─── Text section

Johnson & Johnson CFO Robert Darretta hopes that analysts and investors will show some “sophistication” in evaluating earnings in the wake of FASB’s plan to eliminate pooling and amortization of goodwill.
As a result of the planned elimination of the requirement to amortize goodwill, firms that have done acquisitions and still have a great deal of goodwill yet to be amortized stand to post huge increases in reported earnings once the new rules go into effect, probably at the beginning of July.
On the other hand, some tech firms, including those in the pharmaceutical sector, stand to lose, at least on paper, particularly because the new regulations would require the write-up and amortization of “intangible” assets such as the patents protecting products.
The situation at J&J is more complicated than that.
As a firm involved in the worldwide manufacture and sale of a broad range of health care products ranging from baby shampoo to high-tech pharmaceuticals, the firm has acquired assets and accounted for them through both the pooling and purchase methods, according to Darretta.
“The impact [to J&J] will be initially positive because of the goodwill aspect,” he said. “But over time it will be adverse compared to an environment where you could have had pooling.”
“A technology company is going to be faced with significant new changes,” he said.
“Some people would argue that pooling shows transactions in too positive a light while the purchase method shows them in too negative a light,” he said. “These new regulations are more favorable for where we use purchase accounting but unfavorable compared to pooling.”
“On the whole, FASB has reached a very good compromise,” he said.
Some Understanding, Please
But good compromise or not, Darretta also echoes the concerns of many who fear that the hordes of investors that closely watch all updates of earnings per share may overlook the footnotes intended to explain the changes, for better or worse, that will hit EPS of firms as a result of the changes in accounting method.

──────
─── Collected material

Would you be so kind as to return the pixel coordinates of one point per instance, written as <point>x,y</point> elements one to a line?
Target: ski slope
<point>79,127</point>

──────

▸ Assignment 1
From the article on FASB's plan to eliminate pooling and goodwill amortization, list every full sentence quoted directly from Darretta.
▸ Assignment 2
Pick up the article on Darretta and FASB's accounting changes after its final sentence and continue it.

▸ Task answer 1
1. "The impact [to J&J] will be initially positive because of the goodwill aspect."
2. "But over time it will be adverse compared to an environment where you could have had pooling."
3. "A technology company is going to be faced with significant new changes."
4. "Some people would argue that pooling shows transactions in too positive a light while the purchase method shows them in too negative a light."
5. "These new regulations are more favorable for where we use purchase accounting but unfavorable compared to pooling."
6. "On the whole, FASB has reached a very good compromise."

▸ Task answer 2
“What people are worried about is that people look at earnings as a proxy for cash flows,” he said, while predicting that analysts will be “sophisticated enough” to discern the difference.
In any event, “since it’s a level playing field everybody will have to move in the same direction.”
International Harmonization
Darretta also commented on the FASB changes as a component of the attempts to unify GAAP with International Accounting Standards.
Officials involved with the IAS effort to globalize accounting standards have argued that U.S. regulatory and professional standards bodies need to change GAAP to eliminate both pooling and goodwill amortization.
With the International Accounting Standards Board set to begin work full-time in April, the new FASB proposals are widely seen as an attempt to show U.S. cooperation with the effort.
But some domestic critics have charged that globalization of accounting standards will make it easier for foreign companies to enter U.S. markets, but offer little in return for domestic firms.
“It is correct that [the new rules] will come closer to harmonization,” said the J&J CFO. “[But] I’m not sure that it would be seen as an advantage for U.S. CFOs.”